**Extract to read**:
Ok, I'll admit it: I bought this book for the title. Slap a comic book reference on the cover and you've got me. The fact that the author is one of "the Jonathans" (thank you Orange is the New Black for that wonderfully fitting categorization) only made me more certain that this was a good purchase. "A coming-of-age novel set in 1970s Brooklyn with a dollop of magical realism and a wealth of comic book and music cultural references?" thought I, "What could possibly go wrong?"

Everything. Everything went wrong. I regret ever setting eyes on what turned out to be one of the most laborious reads of my lifetime. It's not that I was especially opposed to the plot (I was) or characters (I hate those fuckers). It's more that the author's award-winning, supposedly-brilliant, hailed-by-all-and-sundry-as-a-work-of-art prose was nigh unreadable. Everything else aside, this might be the most unreadable book I've laid eyes on since fucking n  Neuromancern. And yet the accolades are heaped so high on this thing you can hardly find an accurate plot summary anywhere. If this is the right way to do capital-L Literature, then I'm happy being dead wrong.

So that is why:
a) it took me six months to finish. Not that I read it continuously for that whole time. In fact I kept putting it aside in favor of less offensive reads before I could force myself to read another few chapters while waiting for my next hold at the library. I finally bit the bullet and read the last hundred pages or so on a weekend camping trip when I had access to zero other forms of media or entertainment.

**Data listing**:
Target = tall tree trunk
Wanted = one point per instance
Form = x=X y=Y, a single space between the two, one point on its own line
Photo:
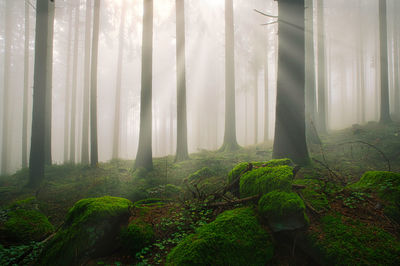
x=290 y=139
x=86 y=85
x=144 y=154
x=72 y=144
x=182 y=146
x=230 y=142
x=385 y=112
x=117 y=110
x=26 y=90
x=322 y=127
x=49 y=87
x=93 y=87
x=37 y=152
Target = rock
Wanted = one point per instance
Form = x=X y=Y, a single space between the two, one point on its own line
x=234 y=238
x=283 y=211
x=91 y=229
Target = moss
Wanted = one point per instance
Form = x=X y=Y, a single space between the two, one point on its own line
x=265 y=179
x=91 y=229
x=283 y=210
x=136 y=236
x=234 y=238
x=349 y=242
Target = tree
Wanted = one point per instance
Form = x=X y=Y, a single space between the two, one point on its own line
x=86 y=85
x=321 y=122
x=93 y=87
x=6 y=84
x=37 y=153
x=182 y=146
x=117 y=111
x=290 y=139
x=144 y=154
x=230 y=142
x=385 y=112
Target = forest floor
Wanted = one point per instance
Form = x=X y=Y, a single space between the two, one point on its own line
x=340 y=159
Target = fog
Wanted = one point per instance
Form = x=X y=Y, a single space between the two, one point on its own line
x=350 y=26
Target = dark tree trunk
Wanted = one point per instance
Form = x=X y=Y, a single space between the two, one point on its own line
x=230 y=142
x=117 y=110
x=290 y=139
x=182 y=146
x=37 y=153
x=26 y=90
x=144 y=154
x=322 y=127
x=93 y=87
x=86 y=85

**Required tasks**:
1: Reproduce the part of the book review starting at "Everything. Everything went" and ending at "being dead wrong.".
2: Condense the paragraph of the book review that begins "Ok, I'll admit it" into a short bulleted list that keeps its main facts.
Work only from the book review; the rows play no part in what follows.

**Answer list**:
1:
Everything. Everything went wrong. I regret ever setting eyes on what turned out to be one of the most laborious reads of my lifetime. It's not that I was especially opposed to the plot (I was) or characters (I hate those fuckers). It's more that the author's award-winning, supposedly-brilliant, hailed-by-all-and-sundry-as-a-work-of-art prose was nigh unreadable. Everything else aside, this might be the most unreadable book I've laid eyes on since fucking n  Neuromancern. And yet the accolades are heaped so high on this thing you can hardly find an accurate plot summary anywhere. If this is the right way to do capital-L Literature, then I'm happy being dead wrong.

2:
- I bought the book for its title, since any comic book reference on a cover draws me in.
- The author being one of "the Jonathans," a label credited to Orange is the New Black, made me even surer of the purchase.
- I expected a coming-of-age novel set in 1970s Brooklyn, with some magical realism and many comic book and music references, and thought nothing could go wrong.